Copy out the listing below line by line, keeping every word, number, and punctuation mark unchanged.

-------- Source data --------

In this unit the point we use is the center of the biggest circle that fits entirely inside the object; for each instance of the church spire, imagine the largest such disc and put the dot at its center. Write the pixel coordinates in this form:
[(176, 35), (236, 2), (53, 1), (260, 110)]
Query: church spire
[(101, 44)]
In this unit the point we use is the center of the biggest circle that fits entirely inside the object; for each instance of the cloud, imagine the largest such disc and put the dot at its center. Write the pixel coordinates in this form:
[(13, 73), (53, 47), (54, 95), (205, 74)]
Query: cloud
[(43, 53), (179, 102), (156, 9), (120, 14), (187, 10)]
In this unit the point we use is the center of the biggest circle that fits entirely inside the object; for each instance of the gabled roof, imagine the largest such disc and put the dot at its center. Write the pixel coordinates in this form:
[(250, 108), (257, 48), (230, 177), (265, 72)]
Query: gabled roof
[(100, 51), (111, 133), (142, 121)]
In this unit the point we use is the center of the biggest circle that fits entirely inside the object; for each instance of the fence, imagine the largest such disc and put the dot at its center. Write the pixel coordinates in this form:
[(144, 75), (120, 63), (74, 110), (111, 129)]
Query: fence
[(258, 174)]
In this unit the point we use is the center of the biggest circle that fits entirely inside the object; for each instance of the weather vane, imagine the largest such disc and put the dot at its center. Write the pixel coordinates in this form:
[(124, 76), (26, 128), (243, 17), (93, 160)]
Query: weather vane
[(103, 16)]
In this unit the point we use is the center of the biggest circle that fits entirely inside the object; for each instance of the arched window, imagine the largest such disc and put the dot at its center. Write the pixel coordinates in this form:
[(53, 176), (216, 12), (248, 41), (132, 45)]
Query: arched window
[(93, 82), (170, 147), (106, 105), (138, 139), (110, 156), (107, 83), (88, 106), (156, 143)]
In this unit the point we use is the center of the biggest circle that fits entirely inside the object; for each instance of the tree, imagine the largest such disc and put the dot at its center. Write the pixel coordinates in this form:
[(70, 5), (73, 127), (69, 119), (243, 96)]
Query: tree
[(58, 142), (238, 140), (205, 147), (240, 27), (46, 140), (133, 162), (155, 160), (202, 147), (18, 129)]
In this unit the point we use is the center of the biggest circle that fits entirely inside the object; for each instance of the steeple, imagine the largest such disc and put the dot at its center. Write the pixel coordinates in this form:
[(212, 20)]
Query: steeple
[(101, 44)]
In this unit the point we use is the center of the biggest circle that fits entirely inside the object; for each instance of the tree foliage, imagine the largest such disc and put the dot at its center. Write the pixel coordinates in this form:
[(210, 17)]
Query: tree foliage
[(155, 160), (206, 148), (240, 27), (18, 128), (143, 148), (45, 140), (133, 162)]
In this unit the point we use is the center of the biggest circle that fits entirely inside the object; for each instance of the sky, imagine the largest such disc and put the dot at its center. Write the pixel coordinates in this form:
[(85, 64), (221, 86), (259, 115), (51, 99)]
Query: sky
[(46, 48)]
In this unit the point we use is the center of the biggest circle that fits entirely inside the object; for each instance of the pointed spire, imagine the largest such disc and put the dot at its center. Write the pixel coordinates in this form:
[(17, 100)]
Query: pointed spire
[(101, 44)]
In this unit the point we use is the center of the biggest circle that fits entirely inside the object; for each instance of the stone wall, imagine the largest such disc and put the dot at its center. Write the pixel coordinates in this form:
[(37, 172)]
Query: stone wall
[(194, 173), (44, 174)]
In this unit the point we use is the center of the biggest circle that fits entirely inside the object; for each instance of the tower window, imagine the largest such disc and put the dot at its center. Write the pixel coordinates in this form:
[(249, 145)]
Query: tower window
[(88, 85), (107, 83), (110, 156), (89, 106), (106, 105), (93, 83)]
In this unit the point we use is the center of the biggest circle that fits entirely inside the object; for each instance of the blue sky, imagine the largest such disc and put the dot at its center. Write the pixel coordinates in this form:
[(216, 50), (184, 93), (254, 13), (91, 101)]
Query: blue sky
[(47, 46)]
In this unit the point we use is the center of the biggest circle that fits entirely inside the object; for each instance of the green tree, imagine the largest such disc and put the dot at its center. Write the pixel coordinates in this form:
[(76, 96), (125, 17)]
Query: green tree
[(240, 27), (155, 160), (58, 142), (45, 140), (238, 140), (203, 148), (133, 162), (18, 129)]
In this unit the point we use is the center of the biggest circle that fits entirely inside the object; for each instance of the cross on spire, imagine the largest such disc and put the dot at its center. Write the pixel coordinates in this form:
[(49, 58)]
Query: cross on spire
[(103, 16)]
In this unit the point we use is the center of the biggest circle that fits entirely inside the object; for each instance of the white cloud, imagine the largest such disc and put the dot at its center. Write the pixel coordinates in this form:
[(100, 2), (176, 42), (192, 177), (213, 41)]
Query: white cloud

--------

Answer to this exercise »
In this unit the point we use is the center of the biggest circle that fits entirely inside the object; for each instance of the church spire, imagine the largest such disc and put the dot at its center. Write the pixel coordinates in this form:
[(176, 35), (236, 2), (53, 1), (260, 110)]
Query: church spire
[(101, 44)]
In this unit the point we use is the center of the biggest circle that fits entirely inside the object; for each instance of the cloud, imagine the largest such disc and put the dot at its center. Write the pixel coordinates in this form:
[(13, 73), (53, 47), (54, 95), (205, 74)]
Query: cloud
[(43, 53), (179, 102), (156, 9), (120, 14), (187, 10)]
In this unit the point we use is the center of the biggest circle that fits entirely inside the object; for each instance of the gabled roof, imagine the largest such disc and put the dot at its center. Write the pixel coordinates in this form:
[(250, 108), (257, 48), (230, 177), (265, 72)]
Query: gabled roof
[(100, 51), (111, 133), (142, 121)]
In this unit the point we use is the center of the biggest circle that fits entirely inside the object; for each instance of the fence, imagine the largest such disc and put the dot at its center. Write the pixel coordinates in this form:
[(144, 75), (120, 63), (74, 110), (111, 129)]
Query: fence
[(258, 174)]
In this unit the point we use is the center of the biggest circle that fits entirely inside the object; for each instance of the weather vane, imagine the largest such disc and put the dot at its center. Write the pixel coordinates in this form:
[(124, 76), (26, 128), (243, 17), (93, 160)]
Query: weather vane
[(103, 16)]
In this unit the point we use is the center of the biggest circle that fits entirely inside the object; for each instance of the arched window, imagine the largest such disc and put the dot at its center. Write the pixel coordinates in this form:
[(53, 176), (216, 12), (248, 41), (132, 45)]
Query: arched window
[(93, 82), (170, 147), (106, 105), (138, 139), (110, 156), (107, 83), (88, 106), (156, 143)]
In this unit the point we use is the center of the biggest circle that fits entirely inside the object; for each instance of the tree, imagine the largest such disc and put the dot at its center. Write the pixel coordinates in this form:
[(70, 5), (73, 127), (69, 119), (243, 96)]
Query: tree
[(58, 142), (238, 140), (205, 147), (240, 27), (46, 140), (133, 162), (155, 160), (202, 147), (18, 129)]
In this unit the point we use is the center of the biggest circle that fits entirely inside the object; for each instance of the steeple, imagine the largest such disc and put the dot at its center. Write the pixel coordinates in this form:
[(212, 20)]
Query: steeple
[(101, 44)]
In this unit the point we use is the center of the biggest circle that fits entirely inside the object; for each instance of the tree foliage, imagine the largest such disc and put the dot at its center. Write the pixel coordinates in this form:
[(210, 17)]
Query: tree foliage
[(155, 160), (206, 148), (240, 27), (18, 128), (143, 148), (45, 140), (133, 162)]
In this unit the point we use is the center of the biggest circle that fits entirely inside the object; for each instance of the sky, imagine the largest such disc and put the dot at its center. Write the pixel coordinates in this form:
[(85, 64), (221, 86), (259, 115), (51, 99)]
Query: sky
[(46, 48)]
In this unit the point we use is the center of the biggest circle that fits entirely inside the object; for each instance of the pointed spire, imagine the largest such disc and put the dot at its center. Write the pixel coordinates in this form:
[(17, 100)]
Query: pointed spire
[(101, 44)]
In this unit the point we use is the center of the biggest circle that fits entirely inside the object; for each instance of the stone wall, imagine the largest such disc and put the dot at its center. Write the pixel coordinates in this form:
[(37, 172)]
Query: stone wall
[(194, 173), (44, 174)]
In this unit the point we use is the center of the biggest circle that fits entirely inside the object; for each instance of the tower window, imagine the largest such disc and put the dot at its center. Write the pixel coordinates in this form:
[(249, 145)]
Query: tower window
[(88, 85), (107, 83), (110, 156), (89, 106), (106, 105), (93, 83)]
In this unit the point we use is the center of the biggest circle that fits entirely inside the object; for each instance of the blue sky, imagine the largest such disc and put the dot at its center. Write the pixel coordinates in this form:
[(216, 50), (184, 93), (254, 13), (91, 101)]
Query: blue sky
[(47, 46)]
In this unit the point we use is the center of the biggest circle that fits entirely inside the object; for each instance of the green tree, imagine the largest such disc and put the dot at its center. Write the pixel coordinates in this form:
[(76, 96), (125, 17)]
Query: green tree
[(240, 27), (155, 160), (58, 142), (45, 140), (238, 140), (203, 148), (133, 162), (18, 129)]
In this unit the point we use is the center of the biggest circle that fits entirely inside the object; for each instance of the cross on spire, imagine the largest such disc and put the dot at its center. Write the pixel coordinates in this form:
[(49, 58)]
Query: cross on spire
[(103, 16)]
In this unit the point we use is the center of the biggest circle that fits entirely inside the object; for each instance of the white cloud, imagine the largest such disc and put the dot at its center. Write the pixel coordinates in this form:
[(100, 2), (176, 42), (192, 177), (213, 41)]
Query: white cloud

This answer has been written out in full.